EXERCISE PROMPT —
How many of the lines below contain the word "container"? Reply with the number alone.
_ _ _ _ _ _ _
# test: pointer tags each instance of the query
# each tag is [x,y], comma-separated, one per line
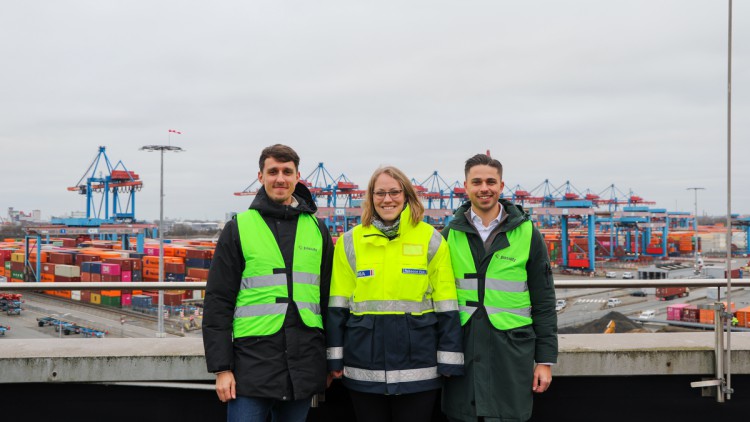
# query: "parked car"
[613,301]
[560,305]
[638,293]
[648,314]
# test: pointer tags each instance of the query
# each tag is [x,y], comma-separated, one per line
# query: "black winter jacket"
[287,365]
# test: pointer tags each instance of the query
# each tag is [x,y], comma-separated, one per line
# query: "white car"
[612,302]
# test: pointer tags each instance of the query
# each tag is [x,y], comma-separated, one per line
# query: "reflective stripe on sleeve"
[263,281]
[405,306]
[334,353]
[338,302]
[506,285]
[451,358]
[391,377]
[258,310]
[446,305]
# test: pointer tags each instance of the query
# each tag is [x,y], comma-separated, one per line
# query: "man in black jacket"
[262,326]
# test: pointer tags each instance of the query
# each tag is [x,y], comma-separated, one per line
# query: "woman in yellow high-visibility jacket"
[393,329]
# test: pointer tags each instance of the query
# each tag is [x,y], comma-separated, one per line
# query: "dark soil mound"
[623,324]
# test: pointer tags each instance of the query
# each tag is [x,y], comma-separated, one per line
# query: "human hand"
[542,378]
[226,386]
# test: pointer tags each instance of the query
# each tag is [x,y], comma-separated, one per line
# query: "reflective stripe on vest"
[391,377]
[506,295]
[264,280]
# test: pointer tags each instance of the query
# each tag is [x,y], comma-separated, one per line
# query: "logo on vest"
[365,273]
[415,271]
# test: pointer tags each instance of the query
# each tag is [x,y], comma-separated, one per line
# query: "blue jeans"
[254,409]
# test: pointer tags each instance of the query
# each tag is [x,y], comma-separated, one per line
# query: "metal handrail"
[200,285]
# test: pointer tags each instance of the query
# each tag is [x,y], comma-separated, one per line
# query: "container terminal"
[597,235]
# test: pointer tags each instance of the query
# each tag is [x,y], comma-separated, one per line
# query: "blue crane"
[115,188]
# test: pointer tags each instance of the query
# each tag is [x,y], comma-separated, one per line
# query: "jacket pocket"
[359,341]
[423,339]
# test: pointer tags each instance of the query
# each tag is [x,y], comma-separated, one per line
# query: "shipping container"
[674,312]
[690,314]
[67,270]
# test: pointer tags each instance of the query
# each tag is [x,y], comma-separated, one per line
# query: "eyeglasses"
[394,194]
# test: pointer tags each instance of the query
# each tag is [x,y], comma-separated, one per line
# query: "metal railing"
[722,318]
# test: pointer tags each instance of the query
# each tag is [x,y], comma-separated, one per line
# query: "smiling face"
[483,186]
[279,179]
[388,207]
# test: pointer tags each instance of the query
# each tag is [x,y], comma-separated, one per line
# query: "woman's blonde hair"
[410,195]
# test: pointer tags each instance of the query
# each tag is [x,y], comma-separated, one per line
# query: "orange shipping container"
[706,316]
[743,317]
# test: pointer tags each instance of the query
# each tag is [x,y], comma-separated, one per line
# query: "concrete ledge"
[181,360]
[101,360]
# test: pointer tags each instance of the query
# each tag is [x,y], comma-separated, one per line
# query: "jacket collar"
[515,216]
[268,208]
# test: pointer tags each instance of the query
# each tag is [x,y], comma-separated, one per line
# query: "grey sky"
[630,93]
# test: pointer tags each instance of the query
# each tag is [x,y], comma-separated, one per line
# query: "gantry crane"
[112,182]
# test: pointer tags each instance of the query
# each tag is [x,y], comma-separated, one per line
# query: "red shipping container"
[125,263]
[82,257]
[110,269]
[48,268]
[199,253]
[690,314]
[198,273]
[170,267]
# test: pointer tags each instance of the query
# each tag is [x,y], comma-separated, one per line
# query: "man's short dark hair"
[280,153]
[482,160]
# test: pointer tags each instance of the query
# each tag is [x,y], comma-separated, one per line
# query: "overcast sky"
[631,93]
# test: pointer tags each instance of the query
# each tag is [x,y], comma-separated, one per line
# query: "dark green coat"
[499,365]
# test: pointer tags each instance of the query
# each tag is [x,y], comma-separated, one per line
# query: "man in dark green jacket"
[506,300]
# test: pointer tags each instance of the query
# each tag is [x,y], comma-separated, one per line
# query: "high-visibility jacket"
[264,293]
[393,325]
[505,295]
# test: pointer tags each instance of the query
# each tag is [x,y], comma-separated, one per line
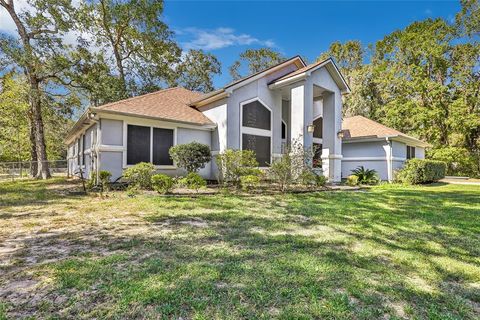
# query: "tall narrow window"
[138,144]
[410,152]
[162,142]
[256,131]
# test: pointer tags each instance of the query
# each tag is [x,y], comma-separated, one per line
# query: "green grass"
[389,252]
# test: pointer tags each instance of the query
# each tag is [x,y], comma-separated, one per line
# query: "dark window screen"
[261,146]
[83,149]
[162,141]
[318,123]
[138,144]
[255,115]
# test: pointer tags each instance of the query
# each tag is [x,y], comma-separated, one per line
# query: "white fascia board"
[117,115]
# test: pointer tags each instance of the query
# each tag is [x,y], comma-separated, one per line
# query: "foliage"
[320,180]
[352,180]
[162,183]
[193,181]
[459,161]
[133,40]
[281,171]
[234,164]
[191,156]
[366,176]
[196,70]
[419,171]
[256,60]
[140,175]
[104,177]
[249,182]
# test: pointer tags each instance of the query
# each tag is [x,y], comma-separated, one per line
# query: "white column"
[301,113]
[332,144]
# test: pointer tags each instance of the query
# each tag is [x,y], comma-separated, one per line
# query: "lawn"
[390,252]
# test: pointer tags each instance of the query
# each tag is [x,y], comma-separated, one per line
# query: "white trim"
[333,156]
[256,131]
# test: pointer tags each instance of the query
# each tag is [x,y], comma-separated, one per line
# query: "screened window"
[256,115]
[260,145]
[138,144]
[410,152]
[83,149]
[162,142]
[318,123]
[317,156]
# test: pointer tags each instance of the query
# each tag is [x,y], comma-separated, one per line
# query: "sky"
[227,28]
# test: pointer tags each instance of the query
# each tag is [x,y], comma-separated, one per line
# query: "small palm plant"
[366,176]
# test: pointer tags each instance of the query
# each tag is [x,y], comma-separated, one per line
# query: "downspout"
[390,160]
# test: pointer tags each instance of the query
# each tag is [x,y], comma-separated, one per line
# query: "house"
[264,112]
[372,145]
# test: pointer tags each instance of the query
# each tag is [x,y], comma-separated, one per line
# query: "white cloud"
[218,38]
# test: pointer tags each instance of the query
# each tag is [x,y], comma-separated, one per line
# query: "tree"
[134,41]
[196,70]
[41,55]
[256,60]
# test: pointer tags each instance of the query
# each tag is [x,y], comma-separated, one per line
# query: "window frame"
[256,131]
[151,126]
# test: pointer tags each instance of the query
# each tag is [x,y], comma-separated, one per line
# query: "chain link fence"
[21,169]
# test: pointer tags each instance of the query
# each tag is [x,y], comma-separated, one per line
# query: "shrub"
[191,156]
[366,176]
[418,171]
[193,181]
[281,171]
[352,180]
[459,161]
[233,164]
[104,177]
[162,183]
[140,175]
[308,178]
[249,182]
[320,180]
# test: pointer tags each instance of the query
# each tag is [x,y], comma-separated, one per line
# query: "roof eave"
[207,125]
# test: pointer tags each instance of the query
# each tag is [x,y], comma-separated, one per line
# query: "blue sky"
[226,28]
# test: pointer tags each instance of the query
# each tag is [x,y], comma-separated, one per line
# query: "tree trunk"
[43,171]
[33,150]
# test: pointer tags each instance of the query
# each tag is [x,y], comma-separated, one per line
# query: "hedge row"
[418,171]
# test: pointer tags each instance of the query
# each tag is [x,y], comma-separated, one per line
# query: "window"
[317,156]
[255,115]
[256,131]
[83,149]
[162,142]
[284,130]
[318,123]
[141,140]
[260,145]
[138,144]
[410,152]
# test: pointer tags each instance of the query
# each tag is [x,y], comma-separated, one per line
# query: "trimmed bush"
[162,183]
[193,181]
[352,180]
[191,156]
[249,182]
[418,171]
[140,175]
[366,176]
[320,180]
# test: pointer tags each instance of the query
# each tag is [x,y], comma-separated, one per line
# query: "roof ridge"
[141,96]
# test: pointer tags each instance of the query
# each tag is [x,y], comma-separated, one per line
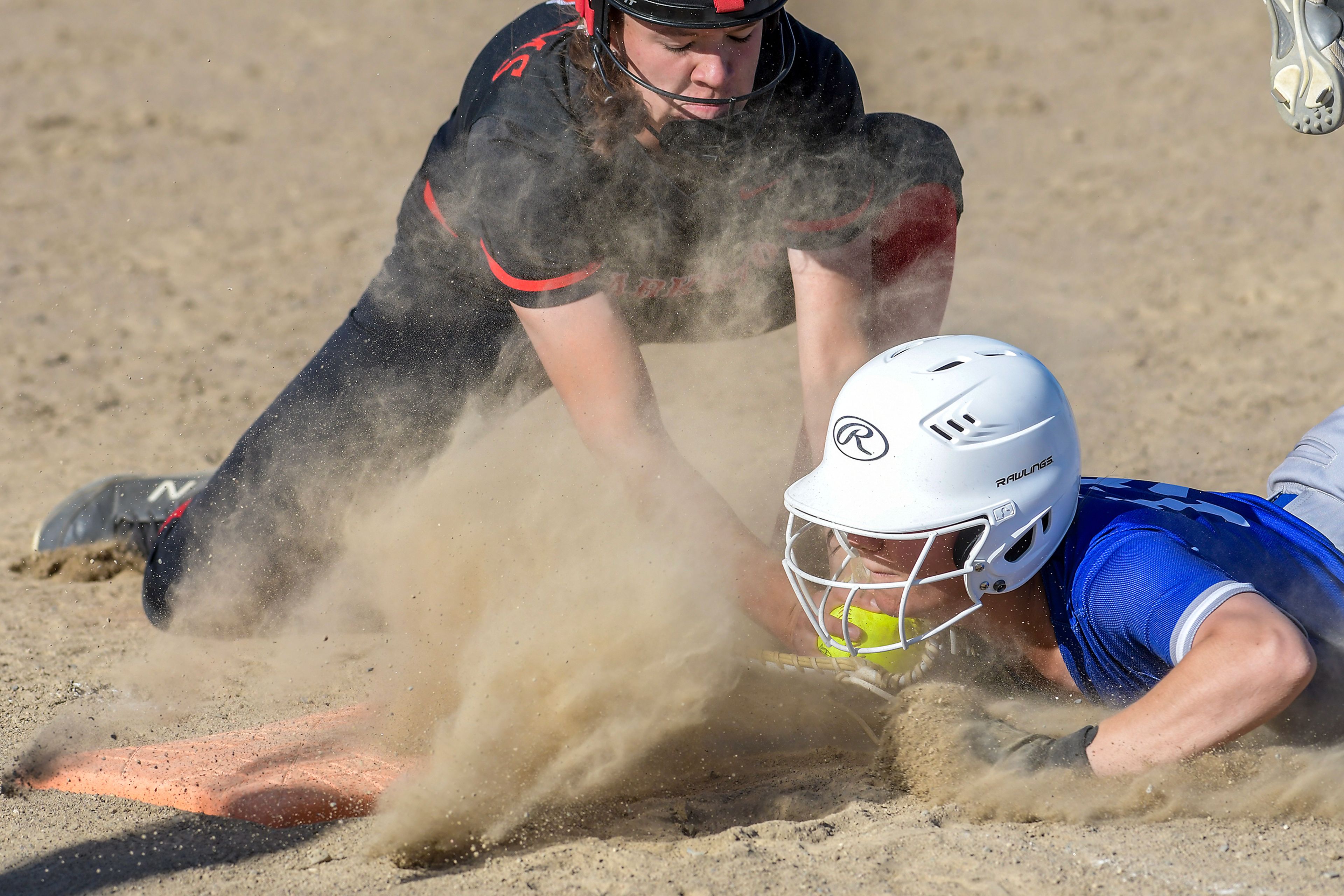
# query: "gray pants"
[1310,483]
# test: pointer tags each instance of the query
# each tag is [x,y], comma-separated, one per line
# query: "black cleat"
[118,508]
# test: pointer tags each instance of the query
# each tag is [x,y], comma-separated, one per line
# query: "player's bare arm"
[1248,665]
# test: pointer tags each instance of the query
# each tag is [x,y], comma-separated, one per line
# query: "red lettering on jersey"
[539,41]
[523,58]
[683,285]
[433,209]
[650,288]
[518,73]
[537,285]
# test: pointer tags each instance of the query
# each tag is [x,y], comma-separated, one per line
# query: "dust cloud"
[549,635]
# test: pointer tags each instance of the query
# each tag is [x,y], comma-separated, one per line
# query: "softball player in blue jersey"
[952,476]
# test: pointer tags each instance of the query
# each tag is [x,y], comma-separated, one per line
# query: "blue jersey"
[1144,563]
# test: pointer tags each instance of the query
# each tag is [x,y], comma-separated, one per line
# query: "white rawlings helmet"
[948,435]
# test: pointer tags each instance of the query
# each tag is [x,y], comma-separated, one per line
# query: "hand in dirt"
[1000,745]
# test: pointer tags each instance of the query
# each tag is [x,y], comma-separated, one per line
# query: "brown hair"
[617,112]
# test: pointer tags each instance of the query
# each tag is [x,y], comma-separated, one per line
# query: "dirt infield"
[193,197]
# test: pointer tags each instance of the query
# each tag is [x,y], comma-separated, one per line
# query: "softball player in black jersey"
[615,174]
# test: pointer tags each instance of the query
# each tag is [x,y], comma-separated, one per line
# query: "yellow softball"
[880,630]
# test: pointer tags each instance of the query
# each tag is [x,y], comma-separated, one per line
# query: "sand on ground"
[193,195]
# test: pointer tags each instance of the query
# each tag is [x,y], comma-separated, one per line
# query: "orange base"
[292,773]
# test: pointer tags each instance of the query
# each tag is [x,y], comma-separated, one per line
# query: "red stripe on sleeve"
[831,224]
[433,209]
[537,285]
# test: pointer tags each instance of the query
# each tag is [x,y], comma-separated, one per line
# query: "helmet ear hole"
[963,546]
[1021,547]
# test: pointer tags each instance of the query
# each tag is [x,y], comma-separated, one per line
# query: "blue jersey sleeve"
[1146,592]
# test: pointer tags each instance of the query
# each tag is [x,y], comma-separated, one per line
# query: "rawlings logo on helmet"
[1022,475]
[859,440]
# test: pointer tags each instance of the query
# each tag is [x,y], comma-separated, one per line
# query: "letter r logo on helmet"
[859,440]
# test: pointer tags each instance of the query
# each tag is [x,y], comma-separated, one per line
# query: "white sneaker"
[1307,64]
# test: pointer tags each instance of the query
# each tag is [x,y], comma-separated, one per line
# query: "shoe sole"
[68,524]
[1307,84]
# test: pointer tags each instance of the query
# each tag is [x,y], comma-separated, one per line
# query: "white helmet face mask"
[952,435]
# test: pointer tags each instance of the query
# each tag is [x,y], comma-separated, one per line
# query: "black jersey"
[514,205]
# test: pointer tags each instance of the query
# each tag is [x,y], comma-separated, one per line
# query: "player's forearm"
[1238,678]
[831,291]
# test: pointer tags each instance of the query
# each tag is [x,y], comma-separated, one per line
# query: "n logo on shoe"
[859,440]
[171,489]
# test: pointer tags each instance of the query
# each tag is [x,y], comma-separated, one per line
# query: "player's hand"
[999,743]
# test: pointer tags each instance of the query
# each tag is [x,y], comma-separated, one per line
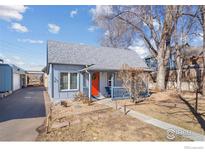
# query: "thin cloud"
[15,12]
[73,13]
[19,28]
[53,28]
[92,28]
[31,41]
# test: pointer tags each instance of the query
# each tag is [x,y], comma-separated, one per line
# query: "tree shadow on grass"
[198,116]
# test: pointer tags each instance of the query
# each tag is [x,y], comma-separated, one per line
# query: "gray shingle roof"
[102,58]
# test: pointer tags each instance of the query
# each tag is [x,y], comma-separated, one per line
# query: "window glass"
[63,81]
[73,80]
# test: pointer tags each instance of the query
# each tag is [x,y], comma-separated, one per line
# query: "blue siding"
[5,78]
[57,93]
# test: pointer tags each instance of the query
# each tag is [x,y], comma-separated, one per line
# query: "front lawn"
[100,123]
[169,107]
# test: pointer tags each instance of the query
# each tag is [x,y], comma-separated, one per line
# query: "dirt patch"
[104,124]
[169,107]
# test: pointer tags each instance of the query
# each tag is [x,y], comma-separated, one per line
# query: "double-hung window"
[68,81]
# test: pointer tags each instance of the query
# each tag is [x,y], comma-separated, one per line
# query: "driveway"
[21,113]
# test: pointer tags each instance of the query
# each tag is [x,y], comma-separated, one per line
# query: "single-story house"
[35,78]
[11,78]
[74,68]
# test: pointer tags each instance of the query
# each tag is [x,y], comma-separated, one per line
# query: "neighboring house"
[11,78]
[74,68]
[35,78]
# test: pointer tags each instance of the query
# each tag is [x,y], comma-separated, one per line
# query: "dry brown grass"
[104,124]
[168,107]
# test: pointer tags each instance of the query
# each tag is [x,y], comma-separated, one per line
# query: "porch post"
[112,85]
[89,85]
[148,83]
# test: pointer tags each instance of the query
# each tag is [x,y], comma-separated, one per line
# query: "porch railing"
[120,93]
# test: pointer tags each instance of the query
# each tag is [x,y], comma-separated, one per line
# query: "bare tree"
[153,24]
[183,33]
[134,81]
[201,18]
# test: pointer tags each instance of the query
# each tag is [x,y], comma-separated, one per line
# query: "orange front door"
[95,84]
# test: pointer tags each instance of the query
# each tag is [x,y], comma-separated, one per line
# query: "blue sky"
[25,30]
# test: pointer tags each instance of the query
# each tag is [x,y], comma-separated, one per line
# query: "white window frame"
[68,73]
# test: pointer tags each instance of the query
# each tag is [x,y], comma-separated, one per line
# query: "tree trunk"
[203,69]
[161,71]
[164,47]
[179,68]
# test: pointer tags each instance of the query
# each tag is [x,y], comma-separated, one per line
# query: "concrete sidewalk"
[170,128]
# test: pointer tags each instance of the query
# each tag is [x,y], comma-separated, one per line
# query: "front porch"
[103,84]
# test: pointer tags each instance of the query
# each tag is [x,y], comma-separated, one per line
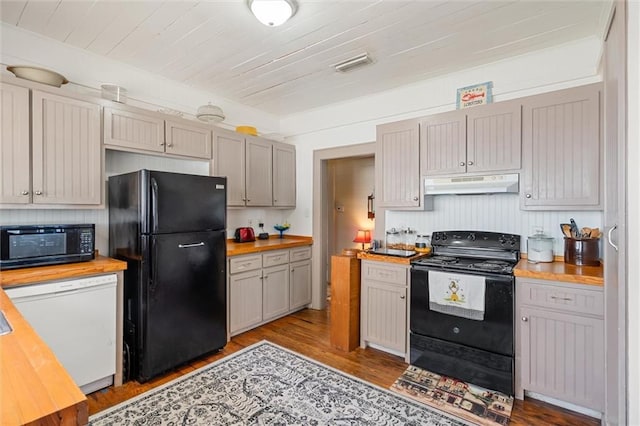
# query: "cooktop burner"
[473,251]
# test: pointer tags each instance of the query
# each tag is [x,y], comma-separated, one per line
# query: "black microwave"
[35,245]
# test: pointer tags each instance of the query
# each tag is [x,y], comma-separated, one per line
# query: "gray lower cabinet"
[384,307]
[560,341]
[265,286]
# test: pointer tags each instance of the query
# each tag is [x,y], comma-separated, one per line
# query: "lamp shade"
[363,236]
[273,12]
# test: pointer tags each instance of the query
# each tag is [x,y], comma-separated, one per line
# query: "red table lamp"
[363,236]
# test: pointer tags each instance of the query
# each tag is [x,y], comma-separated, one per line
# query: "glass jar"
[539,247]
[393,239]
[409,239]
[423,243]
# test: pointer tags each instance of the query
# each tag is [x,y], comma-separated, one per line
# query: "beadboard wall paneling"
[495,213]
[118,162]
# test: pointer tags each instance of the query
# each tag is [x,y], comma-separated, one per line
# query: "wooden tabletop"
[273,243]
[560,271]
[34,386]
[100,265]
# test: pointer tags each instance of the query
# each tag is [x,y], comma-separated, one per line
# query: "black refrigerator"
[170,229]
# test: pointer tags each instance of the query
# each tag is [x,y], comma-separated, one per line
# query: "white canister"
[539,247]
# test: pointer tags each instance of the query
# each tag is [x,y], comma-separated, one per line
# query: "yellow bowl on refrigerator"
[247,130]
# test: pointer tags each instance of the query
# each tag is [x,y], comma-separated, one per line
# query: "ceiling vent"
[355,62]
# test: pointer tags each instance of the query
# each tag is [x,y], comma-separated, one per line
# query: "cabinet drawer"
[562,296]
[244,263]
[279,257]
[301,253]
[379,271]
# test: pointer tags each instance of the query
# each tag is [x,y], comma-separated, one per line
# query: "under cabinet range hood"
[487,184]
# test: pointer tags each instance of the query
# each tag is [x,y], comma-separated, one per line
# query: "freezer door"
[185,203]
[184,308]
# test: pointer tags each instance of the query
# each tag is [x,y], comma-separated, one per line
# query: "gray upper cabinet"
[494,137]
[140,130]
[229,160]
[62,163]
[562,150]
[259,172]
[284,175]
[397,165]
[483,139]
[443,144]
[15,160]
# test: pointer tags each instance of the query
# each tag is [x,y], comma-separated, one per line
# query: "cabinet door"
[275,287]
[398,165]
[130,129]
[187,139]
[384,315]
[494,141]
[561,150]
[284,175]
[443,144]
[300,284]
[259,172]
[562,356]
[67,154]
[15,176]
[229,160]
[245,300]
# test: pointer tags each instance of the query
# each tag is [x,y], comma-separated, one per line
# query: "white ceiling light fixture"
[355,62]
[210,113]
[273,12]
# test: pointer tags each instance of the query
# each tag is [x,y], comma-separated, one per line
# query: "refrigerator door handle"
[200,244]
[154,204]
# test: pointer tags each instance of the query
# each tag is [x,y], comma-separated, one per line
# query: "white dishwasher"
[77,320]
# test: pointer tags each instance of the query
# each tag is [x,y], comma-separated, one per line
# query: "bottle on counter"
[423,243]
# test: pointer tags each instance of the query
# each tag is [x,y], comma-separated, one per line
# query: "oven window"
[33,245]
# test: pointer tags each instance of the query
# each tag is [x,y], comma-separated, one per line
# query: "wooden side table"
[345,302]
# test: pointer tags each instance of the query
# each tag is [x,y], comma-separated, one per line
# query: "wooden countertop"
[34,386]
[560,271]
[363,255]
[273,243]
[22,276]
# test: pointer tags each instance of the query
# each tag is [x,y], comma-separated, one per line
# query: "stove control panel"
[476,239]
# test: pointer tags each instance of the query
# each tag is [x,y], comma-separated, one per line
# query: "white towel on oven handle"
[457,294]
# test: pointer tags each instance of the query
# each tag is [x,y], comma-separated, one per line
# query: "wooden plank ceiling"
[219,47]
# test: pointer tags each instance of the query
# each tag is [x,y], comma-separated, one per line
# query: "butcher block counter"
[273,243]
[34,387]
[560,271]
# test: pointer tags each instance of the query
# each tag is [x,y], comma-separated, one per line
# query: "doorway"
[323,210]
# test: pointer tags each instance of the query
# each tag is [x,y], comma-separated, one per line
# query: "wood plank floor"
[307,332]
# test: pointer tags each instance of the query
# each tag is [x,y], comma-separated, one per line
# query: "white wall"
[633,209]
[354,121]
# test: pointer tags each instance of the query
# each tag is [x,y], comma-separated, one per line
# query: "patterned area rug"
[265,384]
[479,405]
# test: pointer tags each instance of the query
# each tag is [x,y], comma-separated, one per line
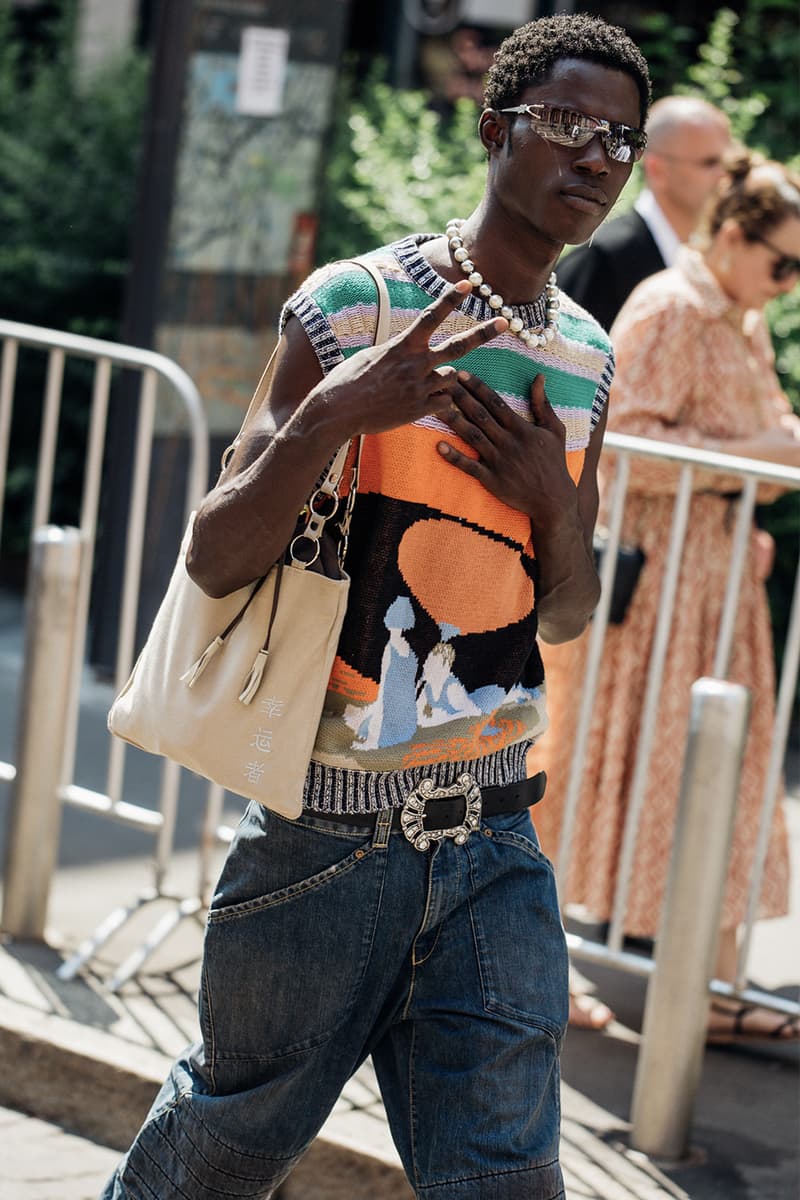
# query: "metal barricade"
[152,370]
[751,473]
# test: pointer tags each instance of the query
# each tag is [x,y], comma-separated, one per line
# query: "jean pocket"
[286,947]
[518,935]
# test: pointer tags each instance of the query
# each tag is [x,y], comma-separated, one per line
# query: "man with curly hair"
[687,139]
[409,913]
_ _ _ _ _ _ _
RESPONSE TO THIS EXERCISE —
4